**RECORDS TO USE:**

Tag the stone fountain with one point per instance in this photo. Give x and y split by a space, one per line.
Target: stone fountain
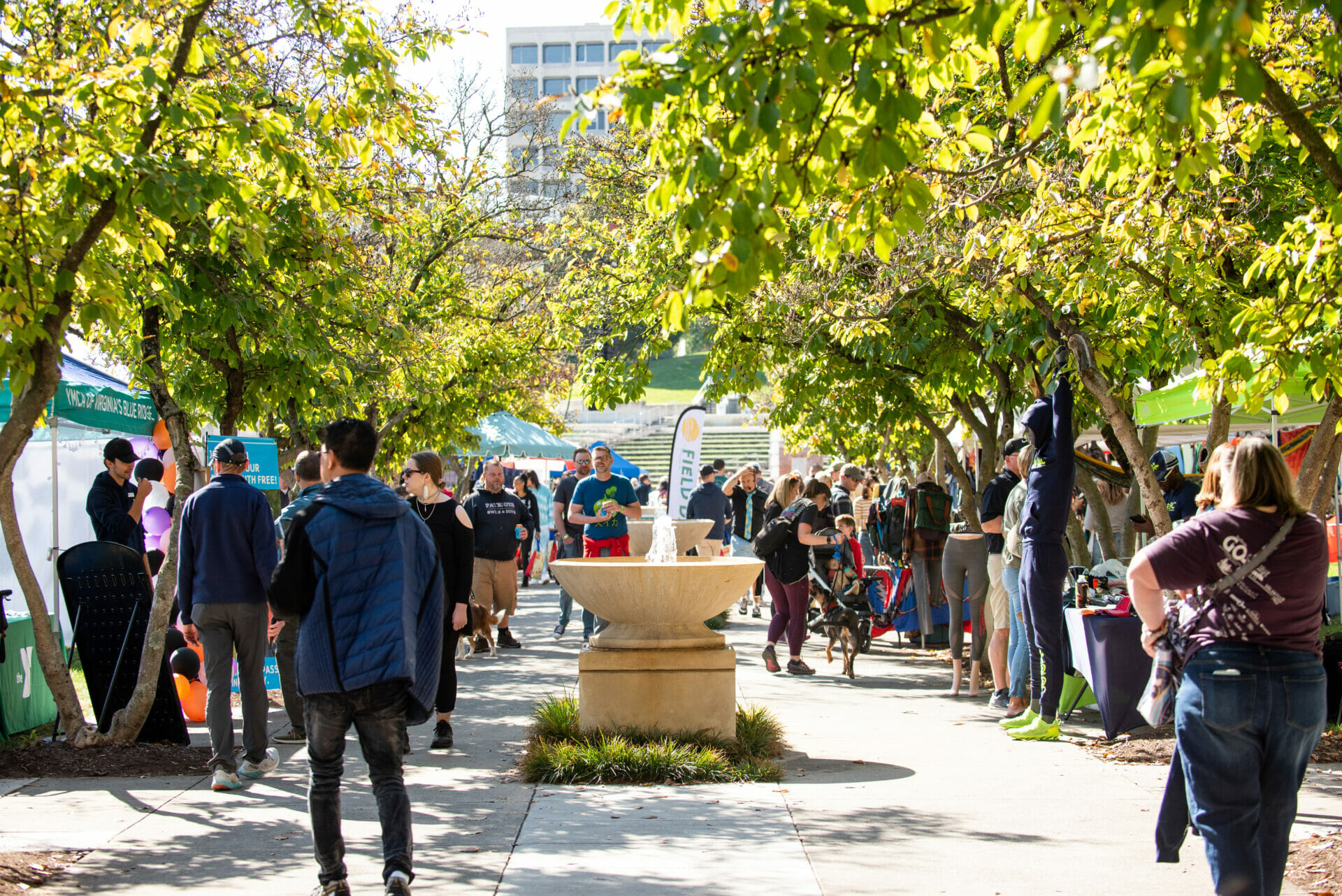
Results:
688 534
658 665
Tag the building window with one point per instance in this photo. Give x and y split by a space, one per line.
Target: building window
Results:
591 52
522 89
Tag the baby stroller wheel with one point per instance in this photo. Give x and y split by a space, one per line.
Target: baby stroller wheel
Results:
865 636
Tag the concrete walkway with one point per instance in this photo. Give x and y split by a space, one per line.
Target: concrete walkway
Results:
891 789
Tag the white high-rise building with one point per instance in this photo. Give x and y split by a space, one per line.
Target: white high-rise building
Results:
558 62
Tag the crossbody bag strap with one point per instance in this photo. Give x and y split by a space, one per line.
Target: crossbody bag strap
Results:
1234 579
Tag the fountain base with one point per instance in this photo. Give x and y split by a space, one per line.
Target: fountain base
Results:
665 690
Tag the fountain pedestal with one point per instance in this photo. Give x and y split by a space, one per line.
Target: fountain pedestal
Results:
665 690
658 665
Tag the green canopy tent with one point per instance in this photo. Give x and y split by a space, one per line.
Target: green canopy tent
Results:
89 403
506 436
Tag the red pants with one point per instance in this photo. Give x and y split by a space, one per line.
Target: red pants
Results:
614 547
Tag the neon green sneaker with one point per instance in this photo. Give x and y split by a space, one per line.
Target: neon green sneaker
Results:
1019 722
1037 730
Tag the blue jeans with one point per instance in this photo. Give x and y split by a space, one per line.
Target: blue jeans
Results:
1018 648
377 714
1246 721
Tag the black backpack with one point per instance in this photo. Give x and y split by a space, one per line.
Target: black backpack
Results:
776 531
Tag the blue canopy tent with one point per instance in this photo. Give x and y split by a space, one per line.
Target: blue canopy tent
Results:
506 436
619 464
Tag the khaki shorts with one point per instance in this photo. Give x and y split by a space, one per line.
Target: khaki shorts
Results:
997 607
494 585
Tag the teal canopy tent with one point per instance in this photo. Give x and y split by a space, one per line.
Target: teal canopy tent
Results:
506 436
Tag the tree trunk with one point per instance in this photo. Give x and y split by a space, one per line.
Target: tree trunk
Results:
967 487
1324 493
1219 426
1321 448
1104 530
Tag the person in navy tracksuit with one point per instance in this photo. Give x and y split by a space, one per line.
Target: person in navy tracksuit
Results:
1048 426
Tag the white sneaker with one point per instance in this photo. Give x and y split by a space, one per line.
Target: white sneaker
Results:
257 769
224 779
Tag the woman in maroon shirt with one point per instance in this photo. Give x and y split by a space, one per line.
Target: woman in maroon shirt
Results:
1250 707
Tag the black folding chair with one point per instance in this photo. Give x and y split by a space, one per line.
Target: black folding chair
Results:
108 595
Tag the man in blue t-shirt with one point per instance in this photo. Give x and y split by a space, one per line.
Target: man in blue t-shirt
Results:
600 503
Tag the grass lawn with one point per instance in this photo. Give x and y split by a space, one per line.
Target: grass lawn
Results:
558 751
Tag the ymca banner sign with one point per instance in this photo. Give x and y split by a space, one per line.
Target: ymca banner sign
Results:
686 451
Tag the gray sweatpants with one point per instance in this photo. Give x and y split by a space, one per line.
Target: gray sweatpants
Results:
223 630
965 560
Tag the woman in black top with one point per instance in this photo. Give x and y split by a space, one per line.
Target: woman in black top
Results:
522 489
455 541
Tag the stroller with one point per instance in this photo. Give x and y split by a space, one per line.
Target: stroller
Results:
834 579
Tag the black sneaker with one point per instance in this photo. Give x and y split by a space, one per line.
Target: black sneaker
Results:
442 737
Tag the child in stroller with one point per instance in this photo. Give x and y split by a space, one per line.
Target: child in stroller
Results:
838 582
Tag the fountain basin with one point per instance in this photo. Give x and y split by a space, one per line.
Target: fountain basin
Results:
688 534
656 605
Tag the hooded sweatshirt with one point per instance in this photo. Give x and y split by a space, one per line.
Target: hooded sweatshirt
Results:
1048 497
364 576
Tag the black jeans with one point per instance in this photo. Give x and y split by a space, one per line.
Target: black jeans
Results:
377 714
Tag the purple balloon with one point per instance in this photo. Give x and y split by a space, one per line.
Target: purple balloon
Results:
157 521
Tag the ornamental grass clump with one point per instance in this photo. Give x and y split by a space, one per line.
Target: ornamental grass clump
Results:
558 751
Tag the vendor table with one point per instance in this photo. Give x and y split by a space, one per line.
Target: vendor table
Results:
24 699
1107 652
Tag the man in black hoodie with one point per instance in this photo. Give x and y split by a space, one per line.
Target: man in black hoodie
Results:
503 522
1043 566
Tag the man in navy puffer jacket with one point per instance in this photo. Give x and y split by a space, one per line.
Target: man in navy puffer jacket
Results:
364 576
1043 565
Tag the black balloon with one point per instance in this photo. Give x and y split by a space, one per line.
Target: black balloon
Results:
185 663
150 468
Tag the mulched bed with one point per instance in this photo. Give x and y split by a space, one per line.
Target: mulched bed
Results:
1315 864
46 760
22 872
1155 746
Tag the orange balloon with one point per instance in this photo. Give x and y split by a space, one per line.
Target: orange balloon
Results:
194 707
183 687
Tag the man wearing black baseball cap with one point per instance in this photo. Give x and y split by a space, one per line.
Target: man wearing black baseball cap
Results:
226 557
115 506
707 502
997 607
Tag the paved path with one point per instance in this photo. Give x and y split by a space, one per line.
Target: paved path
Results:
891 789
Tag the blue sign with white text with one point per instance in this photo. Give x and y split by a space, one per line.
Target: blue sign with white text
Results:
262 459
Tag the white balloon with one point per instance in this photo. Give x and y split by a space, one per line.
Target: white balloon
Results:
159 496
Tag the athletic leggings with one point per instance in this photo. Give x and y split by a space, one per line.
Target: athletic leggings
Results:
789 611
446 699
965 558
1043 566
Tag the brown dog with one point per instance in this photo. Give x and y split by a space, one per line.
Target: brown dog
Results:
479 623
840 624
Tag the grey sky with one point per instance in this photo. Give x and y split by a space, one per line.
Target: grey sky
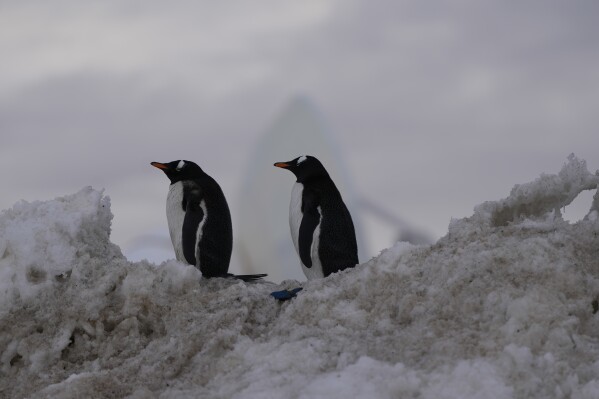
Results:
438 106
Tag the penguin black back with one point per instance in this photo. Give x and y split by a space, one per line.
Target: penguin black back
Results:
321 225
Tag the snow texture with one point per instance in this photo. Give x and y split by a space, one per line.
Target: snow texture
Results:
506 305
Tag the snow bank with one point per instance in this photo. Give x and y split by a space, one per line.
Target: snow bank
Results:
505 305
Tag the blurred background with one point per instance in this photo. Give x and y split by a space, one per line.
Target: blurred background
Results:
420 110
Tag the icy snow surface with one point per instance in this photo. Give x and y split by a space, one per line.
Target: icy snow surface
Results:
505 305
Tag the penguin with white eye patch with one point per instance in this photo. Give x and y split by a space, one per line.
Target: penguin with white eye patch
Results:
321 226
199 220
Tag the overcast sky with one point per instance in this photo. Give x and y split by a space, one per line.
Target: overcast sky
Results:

**STATED GOAL:** Copy verbatim the span that begins at the line containing "Tag the grey" and ends at the last line of the material, inclusive of both; exclude pictures.

**REPLY TO THE EXERCISE:**
Tag the grey sky with one point per instance in this photo. Give x and y split by a space, one per line.
Target: grey sky
Results:
438 106
Tag the penguin black back with one point per instance in this photo. Give x and y split by a space, one per line.
Target: penguin black back
Results:
321 225
Tag the snow texture with one point per instance in this photo. Give x and y split by a space, one per line.
Target: snow texture
Results:
506 305
Tag the snow bank with one point per instance in this photo. Give x and y split by a space, one per line.
Target: snow bank
Results:
505 305
Tag the blurred background with one point per instance in this photo. Give x and y split by a space, one per line.
Target: blurred background
Results:
420 110
Tag the icy snow surface with one point per instance in this photo. Give x and y split by a space, one per line.
Target: icy snow surface
Results:
505 305
Tag the penguin with white eye patch with one point per instance in this photo. Give x and y split by a space, one per line.
Target: penguin with white eye patch
Results:
321 226
199 220
Tag the overcast sky with one point per instance in this photo. Give x and y split by a space, one per line.
Target: overcast sky
Results:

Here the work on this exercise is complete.